> **GIVEN REQUEST**
List each of the lines below that contains the string "Target".

## BEGIN PROVIDED MATERIAL

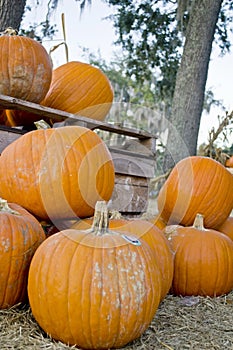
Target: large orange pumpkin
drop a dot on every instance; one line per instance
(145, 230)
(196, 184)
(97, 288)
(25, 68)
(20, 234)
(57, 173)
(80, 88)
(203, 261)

## END PROVIDED MATERIAL
## BEGIN PROVIDED MATERIAL

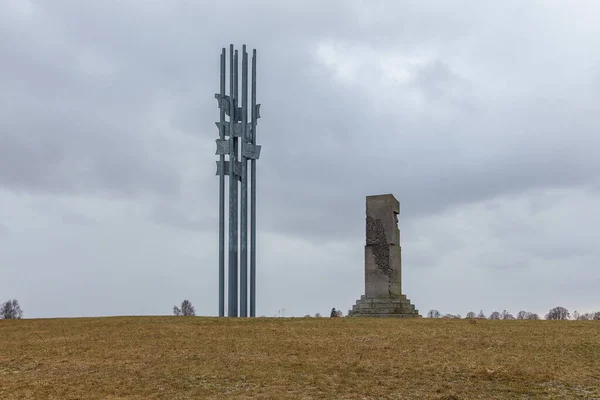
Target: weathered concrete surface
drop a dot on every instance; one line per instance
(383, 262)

## END PROVIDED MATERIAL
## BEGIN PROVIDED MATERIAL

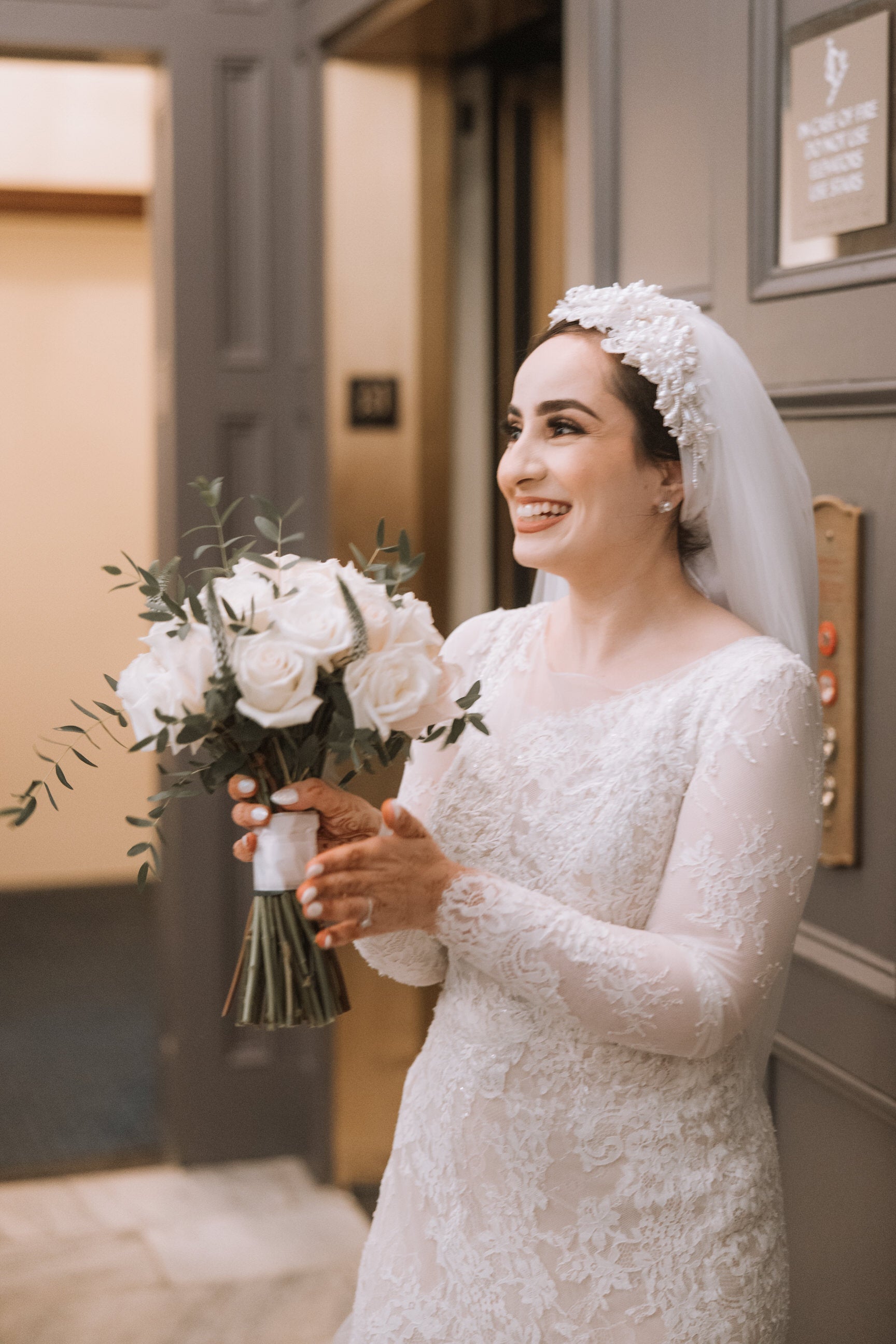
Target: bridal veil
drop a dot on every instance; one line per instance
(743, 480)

## END PROVIDED MATERIAL

> **WRITTEN REPLY**
Target: large orange pumpkin
Target: weathered concrete surface
Target: bridal veil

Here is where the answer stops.